I remember a moment of surreal calm in September 1977. I was in the back of a ramshackle taxi, somewhere between the village of Pongumoodu and the city of Trivandrum, about 8 north of the equator. I had a young child on either side (my son, my daughter), my arms around them. I did not know where my husband was, except vaguely: he would be in one of the villages, with his tape recorder, safely stowing away oral variants of the Mahabali legend.

I remember feeling annoyed with our taxi driver, Hari, because he was trembling and I was afraid he would alarm the children. Hari, whom I thought of as an old friend, lived in his taxi at Ulloor Junction, where our village road met the Trivandrum road. He had no English, and I had about five sentences in Malayalam that had to serve for all our negotiations. Once a week, Hari took us into Palayam Market and to the British Council library, an air-conditioned oasis where the children could get William books, and where I could read the delicate onion-skinned Guardian world edition, only three weeks late.

Provided information
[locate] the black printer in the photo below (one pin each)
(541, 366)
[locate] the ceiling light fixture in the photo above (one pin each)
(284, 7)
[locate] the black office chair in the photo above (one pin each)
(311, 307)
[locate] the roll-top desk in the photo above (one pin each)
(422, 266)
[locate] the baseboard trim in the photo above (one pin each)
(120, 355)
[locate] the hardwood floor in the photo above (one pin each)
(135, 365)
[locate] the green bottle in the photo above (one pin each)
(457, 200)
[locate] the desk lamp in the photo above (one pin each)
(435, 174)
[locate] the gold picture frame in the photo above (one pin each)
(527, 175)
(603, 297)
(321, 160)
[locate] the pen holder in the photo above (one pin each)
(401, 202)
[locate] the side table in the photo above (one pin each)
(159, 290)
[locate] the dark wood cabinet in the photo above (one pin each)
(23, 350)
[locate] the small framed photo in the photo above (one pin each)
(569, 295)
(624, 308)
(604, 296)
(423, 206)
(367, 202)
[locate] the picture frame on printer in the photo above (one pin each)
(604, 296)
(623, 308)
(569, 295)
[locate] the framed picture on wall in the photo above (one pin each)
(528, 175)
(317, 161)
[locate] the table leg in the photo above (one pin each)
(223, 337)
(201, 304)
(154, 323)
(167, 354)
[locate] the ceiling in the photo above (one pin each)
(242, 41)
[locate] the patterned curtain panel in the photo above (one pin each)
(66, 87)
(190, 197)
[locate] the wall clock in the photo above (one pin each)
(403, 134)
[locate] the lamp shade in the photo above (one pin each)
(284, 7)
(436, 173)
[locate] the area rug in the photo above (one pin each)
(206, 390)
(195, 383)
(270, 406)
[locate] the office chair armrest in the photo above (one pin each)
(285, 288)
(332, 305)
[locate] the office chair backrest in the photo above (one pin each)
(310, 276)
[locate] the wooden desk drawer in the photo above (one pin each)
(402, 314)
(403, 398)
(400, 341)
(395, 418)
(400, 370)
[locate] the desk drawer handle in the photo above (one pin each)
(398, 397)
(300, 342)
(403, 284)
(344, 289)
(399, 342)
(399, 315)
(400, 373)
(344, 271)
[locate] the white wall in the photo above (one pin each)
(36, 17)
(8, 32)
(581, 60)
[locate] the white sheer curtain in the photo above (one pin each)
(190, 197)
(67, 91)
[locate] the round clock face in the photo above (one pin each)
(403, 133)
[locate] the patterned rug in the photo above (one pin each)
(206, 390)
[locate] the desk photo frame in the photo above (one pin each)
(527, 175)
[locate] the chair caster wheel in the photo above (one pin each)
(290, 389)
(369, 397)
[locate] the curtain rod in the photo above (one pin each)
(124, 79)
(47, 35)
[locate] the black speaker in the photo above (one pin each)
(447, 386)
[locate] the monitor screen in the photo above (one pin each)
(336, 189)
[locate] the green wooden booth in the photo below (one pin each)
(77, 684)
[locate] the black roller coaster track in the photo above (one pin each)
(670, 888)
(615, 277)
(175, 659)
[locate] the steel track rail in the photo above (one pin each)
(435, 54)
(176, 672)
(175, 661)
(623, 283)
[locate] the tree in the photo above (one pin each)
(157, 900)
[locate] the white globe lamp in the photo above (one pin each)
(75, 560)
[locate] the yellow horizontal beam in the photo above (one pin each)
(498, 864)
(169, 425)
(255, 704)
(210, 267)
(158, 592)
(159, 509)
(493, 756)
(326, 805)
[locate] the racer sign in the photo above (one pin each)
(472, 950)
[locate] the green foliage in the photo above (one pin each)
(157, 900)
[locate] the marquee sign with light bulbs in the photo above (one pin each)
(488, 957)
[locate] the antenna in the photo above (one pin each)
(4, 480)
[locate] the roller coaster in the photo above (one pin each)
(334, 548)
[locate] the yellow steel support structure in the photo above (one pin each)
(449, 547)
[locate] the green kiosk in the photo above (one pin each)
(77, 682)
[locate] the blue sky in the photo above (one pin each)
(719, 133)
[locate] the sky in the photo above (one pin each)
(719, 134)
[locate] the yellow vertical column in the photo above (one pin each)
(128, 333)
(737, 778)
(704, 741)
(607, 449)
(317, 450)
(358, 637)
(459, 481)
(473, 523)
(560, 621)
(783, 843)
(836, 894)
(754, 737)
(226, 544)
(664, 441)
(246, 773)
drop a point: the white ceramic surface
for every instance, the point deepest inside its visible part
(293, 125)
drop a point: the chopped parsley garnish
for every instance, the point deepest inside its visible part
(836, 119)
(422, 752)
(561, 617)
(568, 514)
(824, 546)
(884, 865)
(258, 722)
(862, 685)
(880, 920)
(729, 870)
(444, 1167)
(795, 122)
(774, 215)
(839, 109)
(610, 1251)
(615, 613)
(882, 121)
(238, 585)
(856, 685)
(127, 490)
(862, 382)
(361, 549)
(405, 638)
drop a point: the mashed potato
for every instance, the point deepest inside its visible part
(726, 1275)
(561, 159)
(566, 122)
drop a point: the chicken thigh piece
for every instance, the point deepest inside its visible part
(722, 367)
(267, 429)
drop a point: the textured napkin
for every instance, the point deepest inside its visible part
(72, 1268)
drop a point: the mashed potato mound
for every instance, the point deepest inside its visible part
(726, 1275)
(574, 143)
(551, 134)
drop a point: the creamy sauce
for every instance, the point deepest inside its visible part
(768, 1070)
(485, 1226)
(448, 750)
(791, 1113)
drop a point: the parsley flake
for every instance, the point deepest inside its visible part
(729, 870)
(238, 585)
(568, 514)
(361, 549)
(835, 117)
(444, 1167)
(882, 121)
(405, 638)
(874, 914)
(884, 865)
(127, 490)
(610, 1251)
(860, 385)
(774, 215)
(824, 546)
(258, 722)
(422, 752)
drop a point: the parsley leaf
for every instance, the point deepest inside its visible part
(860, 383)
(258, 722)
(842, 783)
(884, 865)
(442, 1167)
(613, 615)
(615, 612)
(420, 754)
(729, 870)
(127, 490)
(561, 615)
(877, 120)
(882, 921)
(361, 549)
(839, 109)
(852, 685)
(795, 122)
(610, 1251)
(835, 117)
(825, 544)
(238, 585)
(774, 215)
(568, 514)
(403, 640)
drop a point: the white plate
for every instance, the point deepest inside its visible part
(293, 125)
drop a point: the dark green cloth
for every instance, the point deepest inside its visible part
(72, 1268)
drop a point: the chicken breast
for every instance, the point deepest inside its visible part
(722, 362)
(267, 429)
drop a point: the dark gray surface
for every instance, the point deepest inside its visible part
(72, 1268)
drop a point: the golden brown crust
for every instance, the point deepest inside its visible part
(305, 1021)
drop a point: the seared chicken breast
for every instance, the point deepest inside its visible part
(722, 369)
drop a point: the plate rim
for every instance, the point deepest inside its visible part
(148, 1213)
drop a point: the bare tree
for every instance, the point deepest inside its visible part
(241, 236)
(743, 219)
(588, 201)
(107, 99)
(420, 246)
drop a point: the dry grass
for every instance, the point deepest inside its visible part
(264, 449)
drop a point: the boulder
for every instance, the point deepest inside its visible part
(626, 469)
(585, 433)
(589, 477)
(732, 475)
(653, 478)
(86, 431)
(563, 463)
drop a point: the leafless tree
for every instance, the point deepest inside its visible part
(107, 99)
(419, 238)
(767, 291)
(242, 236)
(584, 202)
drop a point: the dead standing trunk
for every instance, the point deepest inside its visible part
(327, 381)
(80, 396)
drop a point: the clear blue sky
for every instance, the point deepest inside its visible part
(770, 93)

What this exercise asks
A. Please copy the stretch of the Trivandrum passage from "I remember a" through "the Mahabali legend." word for word.
B. In one to three sentences, explain why the narrator of the Trivandrum passage felt annoyed with Hari, the taxi driver.

Solved tasks
A.
I remember a moment of surreal calm in September 1977. I was in the back of a ramshackle taxi, somewhere between the village of Pongumoodu and the city of Trivandrum, about 8 north of the equator. I had a young child on either side (my son, my daughter), my arms around them. I did not know where my husband was, except vaguely: he would be in one of the villages, with his tape recorder, safely stowing away oral variants of the Mahabali legend.

B. Hari was trembling, and the narrator was afraid he would alarm the children.